[Point-per-instance localization data]
------------------------
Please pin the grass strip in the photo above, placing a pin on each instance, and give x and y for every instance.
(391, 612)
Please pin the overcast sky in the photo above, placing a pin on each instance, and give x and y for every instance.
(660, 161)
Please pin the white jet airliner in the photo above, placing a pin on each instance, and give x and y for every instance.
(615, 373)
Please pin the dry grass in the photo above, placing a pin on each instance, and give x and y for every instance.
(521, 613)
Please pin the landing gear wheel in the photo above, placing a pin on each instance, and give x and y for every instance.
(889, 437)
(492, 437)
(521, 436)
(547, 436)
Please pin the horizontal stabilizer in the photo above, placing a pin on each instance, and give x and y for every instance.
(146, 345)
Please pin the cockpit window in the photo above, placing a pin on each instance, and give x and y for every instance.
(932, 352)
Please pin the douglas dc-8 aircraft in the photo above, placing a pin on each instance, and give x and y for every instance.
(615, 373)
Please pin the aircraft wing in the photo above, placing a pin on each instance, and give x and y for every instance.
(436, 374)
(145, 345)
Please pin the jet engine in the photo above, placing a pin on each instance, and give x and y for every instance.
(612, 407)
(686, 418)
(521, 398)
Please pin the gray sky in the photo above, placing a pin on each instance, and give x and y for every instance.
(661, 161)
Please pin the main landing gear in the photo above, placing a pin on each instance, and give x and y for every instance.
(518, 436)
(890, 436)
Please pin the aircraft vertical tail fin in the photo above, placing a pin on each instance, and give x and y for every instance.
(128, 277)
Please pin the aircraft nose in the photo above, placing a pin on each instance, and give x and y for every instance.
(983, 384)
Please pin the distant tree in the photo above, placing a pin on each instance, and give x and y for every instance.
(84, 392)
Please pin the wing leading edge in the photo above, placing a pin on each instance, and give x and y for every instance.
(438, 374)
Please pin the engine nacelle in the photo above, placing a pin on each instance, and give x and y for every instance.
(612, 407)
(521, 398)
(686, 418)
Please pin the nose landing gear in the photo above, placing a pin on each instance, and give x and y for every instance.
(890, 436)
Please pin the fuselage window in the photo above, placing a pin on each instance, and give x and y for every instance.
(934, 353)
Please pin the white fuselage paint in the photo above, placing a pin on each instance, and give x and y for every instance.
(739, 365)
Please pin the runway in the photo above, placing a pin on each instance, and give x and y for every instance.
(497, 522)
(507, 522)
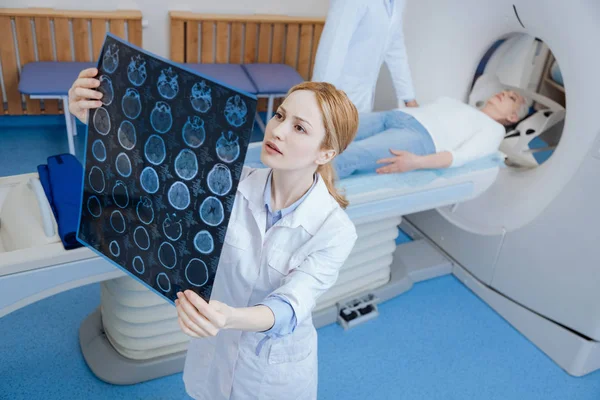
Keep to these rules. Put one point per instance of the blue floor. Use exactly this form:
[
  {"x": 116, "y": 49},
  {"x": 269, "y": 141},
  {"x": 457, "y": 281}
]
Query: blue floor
[{"x": 437, "y": 341}]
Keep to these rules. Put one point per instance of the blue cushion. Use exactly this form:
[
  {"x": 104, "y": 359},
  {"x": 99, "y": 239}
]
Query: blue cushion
[
  {"x": 273, "y": 78},
  {"x": 50, "y": 77},
  {"x": 66, "y": 173}
]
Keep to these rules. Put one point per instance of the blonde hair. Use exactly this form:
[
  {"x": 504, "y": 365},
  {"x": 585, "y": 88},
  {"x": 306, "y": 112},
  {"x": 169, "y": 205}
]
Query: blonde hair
[{"x": 340, "y": 119}]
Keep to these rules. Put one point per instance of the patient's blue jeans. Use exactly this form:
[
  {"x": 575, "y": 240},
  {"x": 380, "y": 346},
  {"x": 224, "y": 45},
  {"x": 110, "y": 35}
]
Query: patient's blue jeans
[{"x": 378, "y": 132}]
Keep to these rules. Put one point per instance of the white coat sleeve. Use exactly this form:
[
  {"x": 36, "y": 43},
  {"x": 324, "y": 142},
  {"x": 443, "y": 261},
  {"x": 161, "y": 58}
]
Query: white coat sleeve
[
  {"x": 342, "y": 19},
  {"x": 397, "y": 61},
  {"x": 483, "y": 143},
  {"x": 317, "y": 273}
]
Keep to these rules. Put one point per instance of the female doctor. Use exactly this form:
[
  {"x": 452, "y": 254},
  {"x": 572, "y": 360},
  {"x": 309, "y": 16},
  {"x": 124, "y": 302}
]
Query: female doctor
[{"x": 287, "y": 238}]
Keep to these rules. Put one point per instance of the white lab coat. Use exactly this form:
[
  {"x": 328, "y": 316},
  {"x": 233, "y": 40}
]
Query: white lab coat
[
  {"x": 299, "y": 259},
  {"x": 359, "y": 35}
]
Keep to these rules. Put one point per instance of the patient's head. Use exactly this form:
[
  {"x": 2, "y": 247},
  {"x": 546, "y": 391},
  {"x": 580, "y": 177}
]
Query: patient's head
[{"x": 506, "y": 107}]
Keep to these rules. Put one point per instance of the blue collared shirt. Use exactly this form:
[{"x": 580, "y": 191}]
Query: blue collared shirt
[{"x": 285, "y": 317}]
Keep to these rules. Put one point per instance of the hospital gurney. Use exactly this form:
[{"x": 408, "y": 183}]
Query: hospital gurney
[
  {"x": 53, "y": 79},
  {"x": 134, "y": 335}
]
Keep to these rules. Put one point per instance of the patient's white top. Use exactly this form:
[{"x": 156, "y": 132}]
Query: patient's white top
[{"x": 459, "y": 128}]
------------------------
[REQUIRED WORK] Among the lines above, find those with the word "form". Copy them.

[RESPONSE BELOW]
Keep to these rules. Put one point per instance of the blue floor. Use exactly this form:
Keep to these rules. Put one point per instance of the blue cushion. Use exactly this form:
Keep to these rules. Put one point per instance of the blonde hair. Use exactly this form:
Keep to these rules. Put one point per instance of the patient's blue jeans. Use exactly this form:
Keep to these rules. Put one point per instance of the white coat sleeve. Use exactly this form:
Keep to these rules. Put one point per instance of the female doctor. Use exactly this form:
Keep to these rules. Put one point per instance of the white lab coat. Use exactly this form:
Keep to these rules. Put one point per instance of the patient's head. Use exactly this form:
Keep to these rules. Put one point per instance of the blue collared shirt. Use exactly this form:
Keep to these rules. Put one point per instance of the hospital gurney. Use exactly this form:
Keep to these rules. Put one point per instance of the patient's white top. Use exactly this form:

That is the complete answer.